PROBLÈMES ET EXERCICES:
**1)** Recopiez le passage de l'article sur Nacer Chadli compris entre « 17 septembre 2006. » et « par Christophe Dessy. », ces deux bornes incluses.
**2)** Indiquez uniquement le nombre de lignes des enregistrements qui contiennent la chaîne « post », en respectant la casse.

PASSAGE EXTRAIT:
------------

NACER CHADLI

L’élégant n°11 des Diables a été à deux doigts de tout abandonner. C’était avant qu’il ne fasse la connaissance de l’ex-joueur brésilien Rubenilson. Nous avons rencontré celui qui l’a relancé et amené au sommet.

17 septembre 2006. Axel Witsel remplace Steven Defour et effectue ses débuts avec le Standard de Liège sur la pelouse du FC Brussels. Le futur Soulier d’Or 2008 n’a que 17 ans. Son meilleur ami, Nacer Chadli, est, lui, dans le trou. Les deux comparses ont beau avoir tapé leurs premiers ballons dans leur quartier de Vottem, poursuivi leur écolage au Standard – Axel en tant que récupérateur et Nacer numéro 10 -, à l’aube de leurs 16 ans, leurs carrières vont prendre des trajectoires bien différentes. Axel va connaître l’éclosion que tout le monde connaît alors que Nacer est viré du Standard par Christophe Dessy.

 » Monsieur Dessy a annoncé à mon entraîneur que je n’avais pas le niveau pour passer en Juniors. Je m’y attendais un peu car j’avais été écarté à la Noël et demandé ses raisons. Il m’a expliqué que j’étais habile techniquement mais que j’avais pas la mentalité pour devenir pro.  » Standard, clap fin. Chadli retrouve, alors, un peu d’espoir de l’autre côté de la frontière, au MVV Maastricht. Le Liégeois brille régulièrement avec la réserve mais reste dans un total anonymat. Son avenir semble bouché d’autant que le club frontalier connaît de sérieux soucis financiers. Mais comme dans toutes les belles histoires, il y a une belle rencontre. Et celle-ci arrive alors que le joueur est sur le point de laisser tomber les bras, de mettre aux placards ses rêves de joueur pro, d’aller taper la balle avec ses potes et se consacrer totalement à ses études.

Rubenilson, ex-joueur brésilien passé notamment par le RWDM, l’Antwerp et parti après aux quatre coins du globe (Corée, Turquie, Dubai, Roumanie, etc), reçoit un beau jour le coup de fil désespéré de Amin, un des frères de Nacer. Rubenilson dit  » Rubi «  travaille alors avec l’agent de joueurs, Daniel Evrard. Il est son bras droit, ou plutôt son oeil avisé, celui qui doit déceler le talent en herbe.  » Avant cela, il avait sondé tous les autres managers belges de la région mais personne ne voulait se déplacer pour aller voir quelqu’un qui évoluait en équipe réserve d’une D2 hollandaise « , poursuit Rubi.

 » Moi, je me suis rendu sur place. Et après deux transversales, j’avais compris. Et puis, Nacer était tellement élégant sur le terrain, sa course, cette posture très droite, me faisait penser à Rai. J’avais son frère à mes côtés pendant le match, je lui ai dit : tu ne dois pas te tracasser : ton frère, c’est un crack. Dès cet instant, j’ai pris Nacer sous mon aile.  »

------------

[Entrées de pointage d'objets nommés]
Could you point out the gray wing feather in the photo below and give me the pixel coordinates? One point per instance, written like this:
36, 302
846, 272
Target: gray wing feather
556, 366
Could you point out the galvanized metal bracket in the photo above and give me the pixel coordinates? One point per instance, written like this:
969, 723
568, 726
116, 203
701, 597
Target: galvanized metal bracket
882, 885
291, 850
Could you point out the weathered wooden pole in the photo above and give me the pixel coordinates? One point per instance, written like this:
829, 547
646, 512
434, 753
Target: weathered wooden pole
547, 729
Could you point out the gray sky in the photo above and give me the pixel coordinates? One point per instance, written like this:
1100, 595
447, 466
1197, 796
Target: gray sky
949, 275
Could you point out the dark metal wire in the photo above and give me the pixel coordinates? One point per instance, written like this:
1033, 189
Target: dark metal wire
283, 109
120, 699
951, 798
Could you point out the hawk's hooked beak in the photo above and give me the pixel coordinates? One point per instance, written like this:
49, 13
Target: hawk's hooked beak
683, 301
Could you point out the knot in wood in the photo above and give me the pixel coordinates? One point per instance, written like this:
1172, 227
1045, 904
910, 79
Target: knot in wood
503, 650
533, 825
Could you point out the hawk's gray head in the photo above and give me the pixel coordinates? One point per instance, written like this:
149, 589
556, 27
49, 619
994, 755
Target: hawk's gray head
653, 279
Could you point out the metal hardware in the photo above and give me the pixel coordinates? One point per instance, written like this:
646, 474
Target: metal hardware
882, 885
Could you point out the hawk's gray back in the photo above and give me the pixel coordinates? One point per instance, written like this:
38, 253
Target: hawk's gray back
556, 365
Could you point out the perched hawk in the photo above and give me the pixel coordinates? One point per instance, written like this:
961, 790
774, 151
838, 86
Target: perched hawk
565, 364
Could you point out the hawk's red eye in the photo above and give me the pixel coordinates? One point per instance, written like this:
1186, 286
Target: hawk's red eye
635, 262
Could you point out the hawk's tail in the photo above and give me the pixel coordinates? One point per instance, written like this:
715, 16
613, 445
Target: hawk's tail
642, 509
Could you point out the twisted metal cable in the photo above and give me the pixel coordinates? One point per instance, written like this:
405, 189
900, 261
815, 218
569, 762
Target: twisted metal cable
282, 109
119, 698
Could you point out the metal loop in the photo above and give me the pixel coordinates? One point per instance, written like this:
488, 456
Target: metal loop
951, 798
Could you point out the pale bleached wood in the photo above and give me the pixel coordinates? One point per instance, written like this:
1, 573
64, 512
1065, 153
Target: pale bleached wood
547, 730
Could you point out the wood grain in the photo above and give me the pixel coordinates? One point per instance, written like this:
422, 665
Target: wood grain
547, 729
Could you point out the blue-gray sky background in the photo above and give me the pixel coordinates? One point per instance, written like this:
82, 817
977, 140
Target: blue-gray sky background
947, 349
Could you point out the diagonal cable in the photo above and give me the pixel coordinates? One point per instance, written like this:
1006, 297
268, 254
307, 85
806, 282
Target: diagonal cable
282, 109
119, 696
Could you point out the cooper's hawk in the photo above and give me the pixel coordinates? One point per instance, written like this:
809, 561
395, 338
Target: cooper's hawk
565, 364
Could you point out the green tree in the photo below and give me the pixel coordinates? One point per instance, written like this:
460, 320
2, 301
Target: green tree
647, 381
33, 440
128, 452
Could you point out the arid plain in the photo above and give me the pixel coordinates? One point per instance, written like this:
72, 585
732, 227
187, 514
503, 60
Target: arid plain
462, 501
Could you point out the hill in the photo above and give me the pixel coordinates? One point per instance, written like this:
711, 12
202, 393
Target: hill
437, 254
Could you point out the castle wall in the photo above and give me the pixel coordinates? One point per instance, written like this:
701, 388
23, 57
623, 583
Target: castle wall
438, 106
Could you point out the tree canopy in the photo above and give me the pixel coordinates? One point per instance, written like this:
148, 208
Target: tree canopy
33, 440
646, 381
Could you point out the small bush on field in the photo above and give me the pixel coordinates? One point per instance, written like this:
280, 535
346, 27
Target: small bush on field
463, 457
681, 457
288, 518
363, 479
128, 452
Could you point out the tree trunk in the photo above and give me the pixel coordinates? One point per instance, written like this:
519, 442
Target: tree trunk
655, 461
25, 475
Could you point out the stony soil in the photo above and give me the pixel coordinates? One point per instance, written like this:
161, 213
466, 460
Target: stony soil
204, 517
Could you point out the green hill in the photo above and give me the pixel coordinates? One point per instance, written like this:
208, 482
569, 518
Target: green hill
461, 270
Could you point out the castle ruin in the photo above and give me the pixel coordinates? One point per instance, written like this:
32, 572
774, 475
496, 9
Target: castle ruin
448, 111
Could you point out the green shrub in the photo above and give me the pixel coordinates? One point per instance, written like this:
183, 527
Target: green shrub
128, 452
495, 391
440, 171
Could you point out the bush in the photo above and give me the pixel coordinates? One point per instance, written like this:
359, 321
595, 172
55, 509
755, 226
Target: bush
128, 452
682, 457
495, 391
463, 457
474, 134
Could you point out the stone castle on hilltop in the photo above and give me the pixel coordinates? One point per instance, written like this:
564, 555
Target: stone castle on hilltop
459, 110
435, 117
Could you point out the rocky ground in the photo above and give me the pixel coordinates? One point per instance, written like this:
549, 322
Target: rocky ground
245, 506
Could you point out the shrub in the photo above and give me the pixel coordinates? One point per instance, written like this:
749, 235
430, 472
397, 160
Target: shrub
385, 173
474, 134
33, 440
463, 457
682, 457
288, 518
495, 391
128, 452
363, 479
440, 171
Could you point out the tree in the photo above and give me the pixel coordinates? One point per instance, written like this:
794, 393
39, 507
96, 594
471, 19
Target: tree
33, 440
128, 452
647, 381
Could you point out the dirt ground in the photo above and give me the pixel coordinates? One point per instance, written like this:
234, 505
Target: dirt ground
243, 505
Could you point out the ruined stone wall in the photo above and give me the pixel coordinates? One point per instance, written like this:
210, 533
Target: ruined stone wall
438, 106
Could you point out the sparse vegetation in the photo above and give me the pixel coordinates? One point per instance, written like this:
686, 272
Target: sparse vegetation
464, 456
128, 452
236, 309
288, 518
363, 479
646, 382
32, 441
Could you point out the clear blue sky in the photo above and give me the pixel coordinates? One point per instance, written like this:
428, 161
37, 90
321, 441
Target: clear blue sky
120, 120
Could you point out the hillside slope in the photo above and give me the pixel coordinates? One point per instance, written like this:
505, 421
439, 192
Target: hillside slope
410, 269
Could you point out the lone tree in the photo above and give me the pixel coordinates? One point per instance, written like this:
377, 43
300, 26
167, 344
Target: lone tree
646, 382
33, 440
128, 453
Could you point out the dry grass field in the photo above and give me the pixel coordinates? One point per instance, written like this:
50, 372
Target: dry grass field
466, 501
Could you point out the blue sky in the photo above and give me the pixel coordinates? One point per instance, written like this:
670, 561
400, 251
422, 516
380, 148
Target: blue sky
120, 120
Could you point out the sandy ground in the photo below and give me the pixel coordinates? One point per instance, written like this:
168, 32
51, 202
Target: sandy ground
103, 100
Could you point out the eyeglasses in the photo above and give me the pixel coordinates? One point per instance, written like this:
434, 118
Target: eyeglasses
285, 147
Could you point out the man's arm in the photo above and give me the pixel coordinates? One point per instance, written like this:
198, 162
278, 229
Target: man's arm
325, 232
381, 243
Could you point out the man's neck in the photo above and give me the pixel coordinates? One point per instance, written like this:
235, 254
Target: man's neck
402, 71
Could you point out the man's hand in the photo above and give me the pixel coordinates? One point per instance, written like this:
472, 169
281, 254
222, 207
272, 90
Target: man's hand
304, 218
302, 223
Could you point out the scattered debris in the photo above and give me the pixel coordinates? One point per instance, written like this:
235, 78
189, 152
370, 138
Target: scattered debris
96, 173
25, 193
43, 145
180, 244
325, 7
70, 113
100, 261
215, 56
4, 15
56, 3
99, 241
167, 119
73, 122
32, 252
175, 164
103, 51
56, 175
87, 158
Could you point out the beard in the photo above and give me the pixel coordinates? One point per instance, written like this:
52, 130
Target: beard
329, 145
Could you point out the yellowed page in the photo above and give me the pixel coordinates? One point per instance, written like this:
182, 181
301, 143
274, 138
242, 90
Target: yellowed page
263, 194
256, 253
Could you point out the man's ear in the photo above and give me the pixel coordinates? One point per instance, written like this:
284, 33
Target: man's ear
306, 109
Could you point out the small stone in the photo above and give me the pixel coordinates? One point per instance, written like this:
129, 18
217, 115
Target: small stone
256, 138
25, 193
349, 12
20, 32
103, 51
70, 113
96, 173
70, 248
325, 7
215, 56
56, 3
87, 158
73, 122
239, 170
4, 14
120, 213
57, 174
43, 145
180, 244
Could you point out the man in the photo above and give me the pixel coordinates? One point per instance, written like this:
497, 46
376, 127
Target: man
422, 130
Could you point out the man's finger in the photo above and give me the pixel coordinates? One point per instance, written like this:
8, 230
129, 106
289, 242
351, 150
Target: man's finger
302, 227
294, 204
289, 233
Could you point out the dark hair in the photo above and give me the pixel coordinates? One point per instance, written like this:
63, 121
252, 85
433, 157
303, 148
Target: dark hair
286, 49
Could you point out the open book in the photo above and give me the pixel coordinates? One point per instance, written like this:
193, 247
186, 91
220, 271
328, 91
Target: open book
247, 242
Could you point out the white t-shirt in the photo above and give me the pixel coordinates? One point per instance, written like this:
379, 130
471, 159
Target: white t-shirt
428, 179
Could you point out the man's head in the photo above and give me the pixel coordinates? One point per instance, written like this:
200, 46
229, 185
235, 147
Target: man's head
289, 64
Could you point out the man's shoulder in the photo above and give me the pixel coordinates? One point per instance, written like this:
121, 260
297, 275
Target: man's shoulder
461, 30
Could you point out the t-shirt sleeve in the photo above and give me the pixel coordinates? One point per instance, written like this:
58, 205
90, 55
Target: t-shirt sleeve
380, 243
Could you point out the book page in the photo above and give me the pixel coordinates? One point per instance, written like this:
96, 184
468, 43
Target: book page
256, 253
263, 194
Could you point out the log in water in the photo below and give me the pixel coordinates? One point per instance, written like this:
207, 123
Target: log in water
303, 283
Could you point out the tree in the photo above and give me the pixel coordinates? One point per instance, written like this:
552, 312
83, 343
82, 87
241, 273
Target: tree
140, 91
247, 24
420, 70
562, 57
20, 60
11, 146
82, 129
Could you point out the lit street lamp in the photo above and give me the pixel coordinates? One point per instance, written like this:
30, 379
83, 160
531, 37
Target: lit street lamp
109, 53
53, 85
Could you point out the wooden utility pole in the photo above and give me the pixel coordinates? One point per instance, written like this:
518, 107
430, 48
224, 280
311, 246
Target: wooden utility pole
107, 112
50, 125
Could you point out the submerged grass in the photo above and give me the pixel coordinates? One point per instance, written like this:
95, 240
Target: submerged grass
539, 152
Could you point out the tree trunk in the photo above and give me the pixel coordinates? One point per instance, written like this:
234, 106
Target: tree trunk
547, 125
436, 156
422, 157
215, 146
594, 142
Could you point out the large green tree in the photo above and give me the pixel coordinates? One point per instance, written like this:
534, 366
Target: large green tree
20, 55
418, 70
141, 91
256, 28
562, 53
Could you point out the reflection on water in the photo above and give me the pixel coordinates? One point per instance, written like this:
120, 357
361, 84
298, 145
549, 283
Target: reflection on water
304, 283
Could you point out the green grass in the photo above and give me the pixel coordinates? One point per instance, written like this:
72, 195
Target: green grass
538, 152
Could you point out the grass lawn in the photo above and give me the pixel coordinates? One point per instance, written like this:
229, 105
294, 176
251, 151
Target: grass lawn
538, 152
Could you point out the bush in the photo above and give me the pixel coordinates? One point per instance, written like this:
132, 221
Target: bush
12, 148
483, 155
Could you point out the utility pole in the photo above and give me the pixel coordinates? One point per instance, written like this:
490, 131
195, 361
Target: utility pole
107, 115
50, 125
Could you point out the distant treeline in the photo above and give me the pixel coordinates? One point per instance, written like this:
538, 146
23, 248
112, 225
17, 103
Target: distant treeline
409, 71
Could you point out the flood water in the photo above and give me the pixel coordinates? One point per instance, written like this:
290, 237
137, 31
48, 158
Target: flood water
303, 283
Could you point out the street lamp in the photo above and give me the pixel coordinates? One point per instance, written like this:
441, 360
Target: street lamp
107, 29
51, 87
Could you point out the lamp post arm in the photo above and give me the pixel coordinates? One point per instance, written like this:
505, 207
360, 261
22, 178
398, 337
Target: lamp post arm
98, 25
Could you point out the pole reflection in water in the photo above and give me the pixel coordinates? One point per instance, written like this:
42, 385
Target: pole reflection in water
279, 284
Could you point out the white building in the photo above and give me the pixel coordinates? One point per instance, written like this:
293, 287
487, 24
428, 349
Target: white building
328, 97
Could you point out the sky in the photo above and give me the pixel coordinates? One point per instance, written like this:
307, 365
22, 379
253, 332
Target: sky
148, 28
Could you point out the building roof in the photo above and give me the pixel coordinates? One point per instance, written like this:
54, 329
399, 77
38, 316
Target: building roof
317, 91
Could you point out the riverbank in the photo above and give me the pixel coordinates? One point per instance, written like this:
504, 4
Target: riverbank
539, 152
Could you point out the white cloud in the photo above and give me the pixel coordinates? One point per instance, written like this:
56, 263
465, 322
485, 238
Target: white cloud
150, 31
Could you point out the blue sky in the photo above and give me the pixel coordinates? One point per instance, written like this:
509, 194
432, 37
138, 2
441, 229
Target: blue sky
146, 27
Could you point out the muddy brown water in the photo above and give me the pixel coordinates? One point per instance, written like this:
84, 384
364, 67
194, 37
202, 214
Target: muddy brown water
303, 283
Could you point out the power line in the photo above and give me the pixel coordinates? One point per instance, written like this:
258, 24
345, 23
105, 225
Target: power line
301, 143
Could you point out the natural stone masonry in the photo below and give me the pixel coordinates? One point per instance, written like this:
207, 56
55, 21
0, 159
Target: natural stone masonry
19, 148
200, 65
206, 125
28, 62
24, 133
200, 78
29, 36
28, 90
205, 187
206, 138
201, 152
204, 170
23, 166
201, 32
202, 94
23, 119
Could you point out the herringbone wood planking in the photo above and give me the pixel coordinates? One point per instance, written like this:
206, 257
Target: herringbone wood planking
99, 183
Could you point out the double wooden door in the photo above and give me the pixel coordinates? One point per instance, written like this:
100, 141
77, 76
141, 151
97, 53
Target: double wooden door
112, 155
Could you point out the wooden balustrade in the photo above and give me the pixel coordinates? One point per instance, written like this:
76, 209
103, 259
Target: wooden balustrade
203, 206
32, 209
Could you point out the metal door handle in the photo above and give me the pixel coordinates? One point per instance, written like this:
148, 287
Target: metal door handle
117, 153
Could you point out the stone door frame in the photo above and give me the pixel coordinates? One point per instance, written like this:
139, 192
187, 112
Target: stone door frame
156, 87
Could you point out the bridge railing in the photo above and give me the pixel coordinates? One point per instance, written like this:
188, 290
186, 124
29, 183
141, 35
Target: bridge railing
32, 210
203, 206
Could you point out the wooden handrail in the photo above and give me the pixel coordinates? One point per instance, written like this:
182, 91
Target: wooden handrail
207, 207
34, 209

------------

LISTE DES SOLUTIONS:
**1)**
17 septembre 2006. Axel Witsel remplace Steven Defour et effectue ses débuts avec le Standard de Liège sur la pelouse du FC Brussels. Le futur Soulier d’Or 2008 n’a que 17 ans. Son meilleur ami, Nacer Chadli, est, lui, dans le trou. Les deux comparses ont beau avoir tapé leurs premiers ballons dans leur quartier de Vottem, poursuivi leur écolage au Standard – Axel en tant que récupérateur et Nacer numéro 10 -, à l’aube de leurs 16 ans, leurs carrières vont prendre des trajectoires bien différentes. Axel va connaître l’éclosion que tout le monde connaît alors que Nacer est viré du Standard par Christophe Dessy.

**2)** 2